═════ RECORDS FOR THE TASK

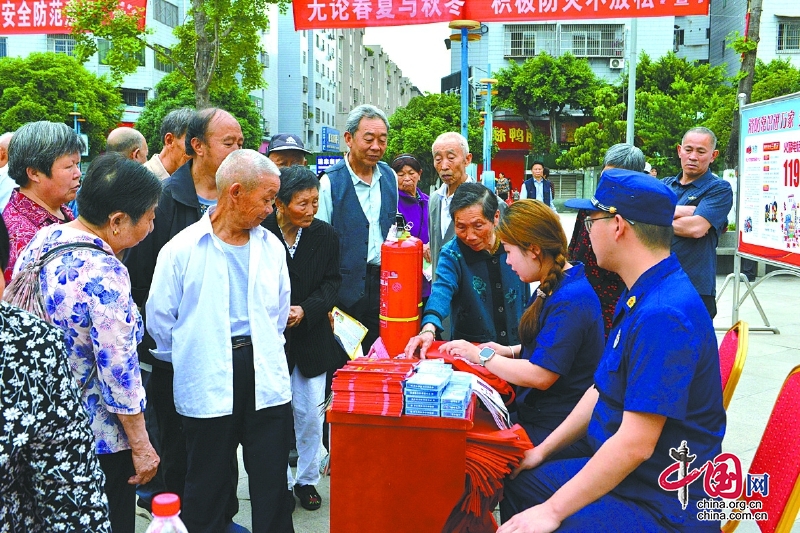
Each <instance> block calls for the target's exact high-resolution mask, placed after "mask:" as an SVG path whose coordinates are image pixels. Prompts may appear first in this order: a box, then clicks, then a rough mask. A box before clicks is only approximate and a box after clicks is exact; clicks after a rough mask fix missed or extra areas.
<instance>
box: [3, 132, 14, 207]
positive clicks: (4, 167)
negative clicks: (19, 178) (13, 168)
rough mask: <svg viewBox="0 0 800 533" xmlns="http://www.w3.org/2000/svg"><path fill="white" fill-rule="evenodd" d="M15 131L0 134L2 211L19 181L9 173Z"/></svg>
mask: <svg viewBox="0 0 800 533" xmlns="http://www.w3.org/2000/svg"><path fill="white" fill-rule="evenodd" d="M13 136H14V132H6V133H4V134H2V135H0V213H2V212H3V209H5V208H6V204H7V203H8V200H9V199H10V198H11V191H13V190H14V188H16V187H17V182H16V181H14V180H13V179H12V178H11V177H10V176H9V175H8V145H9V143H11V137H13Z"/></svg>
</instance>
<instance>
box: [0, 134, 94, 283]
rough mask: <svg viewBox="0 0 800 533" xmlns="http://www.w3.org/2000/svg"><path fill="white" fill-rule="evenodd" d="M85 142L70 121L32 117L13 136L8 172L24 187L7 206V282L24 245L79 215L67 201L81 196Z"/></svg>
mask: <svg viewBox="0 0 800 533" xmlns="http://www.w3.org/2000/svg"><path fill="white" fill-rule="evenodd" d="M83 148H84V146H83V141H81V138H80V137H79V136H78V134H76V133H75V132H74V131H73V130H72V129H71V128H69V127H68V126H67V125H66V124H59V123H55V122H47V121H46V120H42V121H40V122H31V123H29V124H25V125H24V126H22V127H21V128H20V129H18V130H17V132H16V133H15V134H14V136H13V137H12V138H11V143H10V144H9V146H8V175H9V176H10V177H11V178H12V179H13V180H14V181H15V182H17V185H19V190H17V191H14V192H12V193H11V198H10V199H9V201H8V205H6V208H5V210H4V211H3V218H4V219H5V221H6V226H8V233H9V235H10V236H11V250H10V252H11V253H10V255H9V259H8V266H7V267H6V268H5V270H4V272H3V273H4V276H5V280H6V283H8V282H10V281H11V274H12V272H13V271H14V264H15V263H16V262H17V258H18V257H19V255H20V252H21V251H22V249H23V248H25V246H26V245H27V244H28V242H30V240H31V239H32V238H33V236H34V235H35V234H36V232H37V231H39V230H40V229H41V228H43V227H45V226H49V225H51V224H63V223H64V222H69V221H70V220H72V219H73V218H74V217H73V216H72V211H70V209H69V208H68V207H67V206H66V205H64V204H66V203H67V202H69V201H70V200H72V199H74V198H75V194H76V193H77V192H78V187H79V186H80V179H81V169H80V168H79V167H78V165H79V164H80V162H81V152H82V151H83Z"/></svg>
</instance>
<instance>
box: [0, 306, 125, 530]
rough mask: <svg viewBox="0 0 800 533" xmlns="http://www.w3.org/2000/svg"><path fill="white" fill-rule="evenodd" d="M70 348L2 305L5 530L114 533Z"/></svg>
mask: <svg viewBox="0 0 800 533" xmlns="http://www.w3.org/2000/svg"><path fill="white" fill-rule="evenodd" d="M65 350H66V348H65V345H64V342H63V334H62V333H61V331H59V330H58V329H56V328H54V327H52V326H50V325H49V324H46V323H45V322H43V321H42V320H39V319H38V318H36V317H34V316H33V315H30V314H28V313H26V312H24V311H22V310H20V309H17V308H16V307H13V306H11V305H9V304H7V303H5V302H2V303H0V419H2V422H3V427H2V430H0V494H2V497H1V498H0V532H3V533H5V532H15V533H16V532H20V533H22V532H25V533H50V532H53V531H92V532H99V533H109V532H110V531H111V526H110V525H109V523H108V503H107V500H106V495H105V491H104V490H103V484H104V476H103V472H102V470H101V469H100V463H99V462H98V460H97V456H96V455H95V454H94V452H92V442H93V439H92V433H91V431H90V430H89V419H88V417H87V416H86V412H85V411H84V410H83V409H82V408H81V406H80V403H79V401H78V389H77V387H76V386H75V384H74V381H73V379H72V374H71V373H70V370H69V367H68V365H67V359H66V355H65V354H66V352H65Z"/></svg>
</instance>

══════════

### PROBLEM TO SOLVE
Rewrite all of the data above, changing each "rough mask" to "coarse mask" and keeping everything else the same. Leave out the pictures.

### RESPONSE AREA
Each <instance> block calls for the target's exact high-resolution mask, placed after "mask:" as an SVG path whose coordinates are image pixels. Prompts may appear first in this order: a box, then clicks, then a coarse mask. A box before clicks is only approximate and a box after clicks is exact; clicks after a coarse mask fix missed or extra areas.
<instance>
box: [3, 132, 14, 207]
positive clicks: (4, 167)
negative clicks: (19, 178) (13, 168)
coarse mask: <svg viewBox="0 0 800 533" xmlns="http://www.w3.org/2000/svg"><path fill="white" fill-rule="evenodd" d="M15 131L0 134L2 211L19 181L9 173Z"/></svg>
mask: <svg viewBox="0 0 800 533" xmlns="http://www.w3.org/2000/svg"><path fill="white" fill-rule="evenodd" d="M13 136H14V132H6V133H4V134H2V135H0V213H2V212H3V209H5V208H6V204H7V203H8V200H9V199H10V198H11V191H13V190H14V188H16V187H17V182H16V181H14V180H13V179H12V178H11V177H10V176H9V175H8V145H9V143H11V137H13Z"/></svg>
</instance>
<instance>
box: [0, 134, 94, 283]
coarse mask: <svg viewBox="0 0 800 533" xmlns="http://www.w3.org/2000/svg"><path fill="white" fill-rule="evenodd" d="M85 142L70 121L32 117L13 136L8 172L24 187L7 206V282L24 245L79 215L67 201L81 196Z"/></svg>
mask: <svg viewBox="0 0 800 533" xmlns="http://www.w3.org/2000/svg"><path fill="white" fill-rule="evenodd" d="M83 148H84V146H83V141H81V138H80V137H79V136H78V134H76V133H75V132H74V131H73V130H72V129H71V128H69V127H68V126H67V125H66V124H59V123H55V122H47V121H46V120H42V121H40V122H31V123H29V124H25V125H24V126H22V127H21V128H20V129H18V130H17V132H16V133H15V134H14V136H13V137H12V138H11V143H10V144H9V146H8V175H9V176H10V177H11V178H12V179H13V180H14V181H15V182H17V185H19V190H17V191H14V192H12V193H11V198H10V199H9V201H8V205H6V208H5V210H4V211H3V218H4V219H5V221H6V226H8V233H9V235H10V236H11V250H10V252H11V253H10V255H9V259H8V266H7V267H6V268H5V270H4V272H3V273H4V276H5V280H6V283H8V282H10V281H11V274H12V272H13V271H14V264H15V263H16V262H17V258H18V257H19V255H20V252H21V251H22V249H23V248H25V246H26V245H27V244H28V242H30V240H31V239H32V238H33V236H34V235H35V234H36V232H37V231H39V230H40V229H41V228H43V227H45V226H49V225H51V224H63V223H64V222H69V221H70V220H72V219H73V218H74V217H73V216H72V211H70V209H69V208H68V207H67V206H66V205H64V204H66V203H67V202H69V201H70V200H72V199H74V198H75V194H76V193H77V192H78V187H79V186H80V179H81V169H80V168H79V167H78V165H79V164H80V162H81V152H82V151H83Z"/></svg>
</instance>
<instance>
box: [0, 306, 125, 530]
coarse mask: <svg viewBox="0 0 800 533" xmlns="http://www.w3.org/2000/svg"><path fill="white" fill-rule="evenodd" d="M70 348L2 305L5 530L114 533Z"/></svg>
mask: <svg viewBox="0 0 800 533" xmlns="http://www.w3.org/2000/svg"><path fill="white" fill-rule="evenodd" d="M65 350H66V348H65V345H64V342H63V334H62V333H61V331H59V330H58V329H56V328H54V327H52V326H50V325H49V324H46V323H45V322H43V321H42V320H39V319H38V318H36V317H34V316H33V315H30V314H28V313H26V312H24V311H22V310H20V309H17V308H16V307H13V306H11V305H9V304H7V303H5V302H2V303H0V419H2V422H3V427H2V430H0V494H2V497H1V498H0V532H3V533H5V532H15V533H16V532H20V533H22V532H25V533H50V532H53V531H92V532H99V533H109V532H110V531H111V526H110V525H109V523H108V503H107V500H106V495H105V491H104V490H103V484H104V476H103V472H102V470H101V469H100V463H99V462H98V460H97V456H96V455H95V454H94V452H92V442H93V439H92V433H91V431H90V430H89V419H88V417H87V416H86V412H85V411H84V410H83V409H82V408H81V406H80V403H79V401H78V389H77V387H76V386H75V384H74V381H73V379H72V374H71V373H70V370H69V367H68V365H67V359H66V355H65V354H66V352H65Z"/></svg>
</instance>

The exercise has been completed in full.